= THE TASK =
Lines to restate from the data below: from the one containing "find blue stripe" to the one containing "find wooden stair", both included. Give them again exactly, and only them.

= DATASET RECORDS =
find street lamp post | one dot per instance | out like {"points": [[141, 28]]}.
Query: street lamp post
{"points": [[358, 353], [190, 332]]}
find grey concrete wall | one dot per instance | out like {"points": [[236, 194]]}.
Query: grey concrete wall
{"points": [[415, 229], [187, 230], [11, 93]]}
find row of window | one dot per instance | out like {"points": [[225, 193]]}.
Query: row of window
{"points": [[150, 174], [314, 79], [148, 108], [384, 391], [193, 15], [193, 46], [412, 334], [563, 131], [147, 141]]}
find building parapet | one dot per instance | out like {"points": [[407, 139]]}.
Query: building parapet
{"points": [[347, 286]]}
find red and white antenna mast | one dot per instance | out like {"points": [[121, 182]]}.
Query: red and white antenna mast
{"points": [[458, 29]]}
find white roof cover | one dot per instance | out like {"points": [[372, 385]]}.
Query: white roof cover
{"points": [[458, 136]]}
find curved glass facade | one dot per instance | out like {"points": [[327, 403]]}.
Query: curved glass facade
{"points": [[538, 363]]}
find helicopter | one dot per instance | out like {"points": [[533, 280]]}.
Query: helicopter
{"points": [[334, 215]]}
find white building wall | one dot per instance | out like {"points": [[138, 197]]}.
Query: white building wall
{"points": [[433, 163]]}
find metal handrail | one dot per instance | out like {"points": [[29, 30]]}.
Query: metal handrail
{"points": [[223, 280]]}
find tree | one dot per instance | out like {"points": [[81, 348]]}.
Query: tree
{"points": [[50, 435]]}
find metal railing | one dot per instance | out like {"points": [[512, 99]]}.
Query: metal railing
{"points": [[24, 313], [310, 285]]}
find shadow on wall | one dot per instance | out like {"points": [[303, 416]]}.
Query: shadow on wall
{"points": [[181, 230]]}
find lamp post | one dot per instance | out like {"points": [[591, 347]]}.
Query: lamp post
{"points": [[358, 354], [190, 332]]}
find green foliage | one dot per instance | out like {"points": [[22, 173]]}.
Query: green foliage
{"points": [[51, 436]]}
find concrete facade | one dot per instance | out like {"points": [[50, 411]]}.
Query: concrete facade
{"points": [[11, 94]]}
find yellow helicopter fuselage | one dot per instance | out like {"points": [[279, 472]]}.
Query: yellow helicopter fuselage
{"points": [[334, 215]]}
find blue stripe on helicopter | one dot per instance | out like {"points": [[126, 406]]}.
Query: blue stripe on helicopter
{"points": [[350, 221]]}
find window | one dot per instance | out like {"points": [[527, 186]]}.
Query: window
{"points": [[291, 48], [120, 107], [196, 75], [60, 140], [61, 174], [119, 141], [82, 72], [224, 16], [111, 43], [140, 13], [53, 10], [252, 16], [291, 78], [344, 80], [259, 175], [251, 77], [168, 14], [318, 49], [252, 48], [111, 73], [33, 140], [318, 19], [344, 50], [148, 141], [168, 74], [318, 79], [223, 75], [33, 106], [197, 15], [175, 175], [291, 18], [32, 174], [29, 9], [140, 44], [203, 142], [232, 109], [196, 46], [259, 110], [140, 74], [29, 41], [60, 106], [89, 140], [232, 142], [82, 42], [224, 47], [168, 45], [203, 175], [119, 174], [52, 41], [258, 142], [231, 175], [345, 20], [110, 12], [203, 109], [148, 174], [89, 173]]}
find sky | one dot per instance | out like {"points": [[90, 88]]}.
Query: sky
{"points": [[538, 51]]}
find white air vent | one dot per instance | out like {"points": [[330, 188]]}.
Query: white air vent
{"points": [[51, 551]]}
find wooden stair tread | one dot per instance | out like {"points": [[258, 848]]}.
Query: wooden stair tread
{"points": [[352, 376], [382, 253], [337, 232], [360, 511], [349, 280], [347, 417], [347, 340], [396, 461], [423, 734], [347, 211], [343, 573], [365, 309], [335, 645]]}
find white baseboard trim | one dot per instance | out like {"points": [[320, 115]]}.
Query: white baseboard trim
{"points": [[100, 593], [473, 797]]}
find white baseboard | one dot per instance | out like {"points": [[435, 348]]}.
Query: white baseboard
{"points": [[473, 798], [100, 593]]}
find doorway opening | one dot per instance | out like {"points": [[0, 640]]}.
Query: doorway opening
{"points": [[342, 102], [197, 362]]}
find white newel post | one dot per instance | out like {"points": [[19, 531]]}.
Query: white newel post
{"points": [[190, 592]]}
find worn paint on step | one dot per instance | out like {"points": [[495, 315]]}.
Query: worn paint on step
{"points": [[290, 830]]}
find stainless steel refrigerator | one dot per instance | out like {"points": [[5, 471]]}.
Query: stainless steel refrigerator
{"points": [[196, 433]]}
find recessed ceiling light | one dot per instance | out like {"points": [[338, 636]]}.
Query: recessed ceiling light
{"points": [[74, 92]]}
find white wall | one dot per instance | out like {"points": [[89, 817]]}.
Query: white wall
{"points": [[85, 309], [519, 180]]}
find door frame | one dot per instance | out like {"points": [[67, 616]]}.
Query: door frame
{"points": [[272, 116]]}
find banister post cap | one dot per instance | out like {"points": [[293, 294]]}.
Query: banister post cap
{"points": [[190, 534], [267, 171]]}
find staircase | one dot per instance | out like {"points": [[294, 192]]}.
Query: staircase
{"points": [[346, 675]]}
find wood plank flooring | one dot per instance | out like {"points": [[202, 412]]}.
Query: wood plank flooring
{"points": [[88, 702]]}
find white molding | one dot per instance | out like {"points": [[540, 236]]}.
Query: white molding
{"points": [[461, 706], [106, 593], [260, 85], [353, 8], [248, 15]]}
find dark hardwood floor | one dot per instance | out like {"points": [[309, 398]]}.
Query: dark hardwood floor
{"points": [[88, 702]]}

= EXERCISE OUTPUT =
find blue stripe on helicopter | one dot per instance | out like {"points": [[126, 406]]}.
Query: blue stripe on helicopter
{"points": [[350, 221]]}
find window | one dot per instance | out like {"points": [[527, 186]]}.
Query: window
{"points": [[291, 48], [120, 107], [196, 75], [60, 140], [61, 174], [119, 141], [82, 72], [224, 16], [111, 43], [140, 13], [53, 10], [252, 16], [291, 78], [344, 80], [259, 175], [251, 77], [168, 14], [318, 49], [252, 48], [111, 73], [33, 140], [318, 19], [344, 50], [148, 141], [168, 74], [318, 79], [223, 75], [33, 106], [197, 15], [175, 175], [291, 18], [32, 174], [29, 9], [140, 44], [203, 142], [232, 109], [196, 46], [259, 110], [140, 74], [29, 41], [60, 106], [89, 140], [232, 142], [82, 42], [224, 47], [168, 45], [203, 175], [119, 174], [52, 41], [258, 142], [231, 175], [345, 20], [110, 12], [203, 109], [148, 174], [89, 173]]}
find sky | one dot per instance | out like {"points": [[90, 88]]}.
Query: sky
{"points": [[538, 51]]}
find white air vent | one dot per instance | out like {"points": [[330, 188]]}.
Query: white air vent
{"points": [[51, 551]]}
find wooden stair tread | one dot per instance | out like {"points": [[258, 848]]}.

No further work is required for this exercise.